### Written instruction
Turn every line of the listing below into a string in a single JSON list, one string per line, with blank lines skipped and the pictures left out.

### Data to use
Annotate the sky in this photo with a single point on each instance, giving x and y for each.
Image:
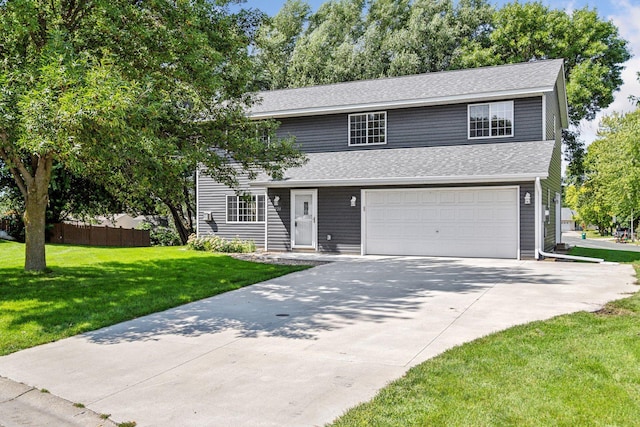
(625, 14)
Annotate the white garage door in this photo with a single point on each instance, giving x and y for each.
(461, 222)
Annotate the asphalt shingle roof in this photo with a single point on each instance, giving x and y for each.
(530, 77)
(497, 162)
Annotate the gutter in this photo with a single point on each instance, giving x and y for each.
(364, 182)
(540, 239)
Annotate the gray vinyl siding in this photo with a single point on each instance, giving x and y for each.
(550, 187)
(527, 222)
(338, 218)
(552, 111)
(279, 217)
(212, 197)
(411, 127)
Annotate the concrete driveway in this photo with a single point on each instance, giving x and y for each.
(301, 349)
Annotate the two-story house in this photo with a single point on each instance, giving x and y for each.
(460, 163)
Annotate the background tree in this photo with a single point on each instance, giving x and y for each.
(325, 52)
(131, 93)
(612, 166)
(276, 40)
(354, 40)
(591, 47)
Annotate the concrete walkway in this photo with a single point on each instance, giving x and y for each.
(301, 349)
(574, 238)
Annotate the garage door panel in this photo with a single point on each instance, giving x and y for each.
(478, 222)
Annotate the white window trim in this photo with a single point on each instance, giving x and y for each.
(226, 209)
(367, 143)
(513, 125)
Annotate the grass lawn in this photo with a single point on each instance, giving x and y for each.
(93, 287)
(577, 369)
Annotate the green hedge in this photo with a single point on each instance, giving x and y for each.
(215, 243)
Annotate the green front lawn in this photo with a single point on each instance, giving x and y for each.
(93, 287)
(577, 369)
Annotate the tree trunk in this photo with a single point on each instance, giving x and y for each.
(183, 230)
(35, 216)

### Response to the exercise
[
  "Annotate the sky in this photo with a single point on each instance, giving x and y for each.",
  "Image:",
  "(625, 14)",
  "Annotate the white garage door in this photo with a single point on each instance, giving x and y for each.",
  "(461, 222)",
  "Annotate the asphalt shingle roof in this photo with a single point on each instance, giving x and y for each.",
  "(530, 77)",
  "(497, 162)",
  "Annotate the gutter in this photo with a single point on each instance, giving x and y for each.",
  "(364, 182)",
  "(540, 239)",
  "Annotate the gray vinyl siding in this photo with a single point on each instance, giving x and y for each.",
  "(550, 187)",
  "(527, 222)",
  "(338, 218)",
  "(552, 111)",
  "(279, 217)",
  "(212, 197)",
  "(411, 127)",
  "Annotate the concrete driveway in this photo with a single point on each instance, giving x and y for each.",
  "(301, 349)",
  "Annotate the two-story house in this photo with a single point on each instance, giving x and y for each.",
  "(460, 163)",
  "Annotate the background tree in this photo with a single point on each instance, giving x and y for each.",
  "(325, 52)",
  "(131, 93)",
  "(612, 166)",
  "(276, 40)",
  "(354, 40)",
  "(591, 47)",
  "Annotate the concrete walkway in this photo with a single point on each instance, giving x and y for each.",
  "(301, 349)",
  "(574, 238)",
  "Annotate the garage door panel in this photo with a single point on each instance, giving x and y for each.",
  "(478, 222)",
  "Annotate the white window trim in this photo with a single point on each instance, giving x and y for each.",
  "(226, 209)",
  "(367, 143)",
  "(513, 125)",
  "Annotate the grass lawn in this photo with a single point on each instance, giving x and y for each.",
  "(93, 287)",
  "(577, 369)",
  "Annotate the green hedge in this photo with a single point on each instance, giving x and y for each.",
  "(215, 243)",
  "Annotate the green front lawn in this photo with a single point on each instance, giving x and y for each.",
  "(93, 287)",
  "(577, 369)",
  "Annotate the tree trunk in this photo with a single point on each instance, giving x and y for each.",
  "(183, 230)",
  "(35, 216)"
]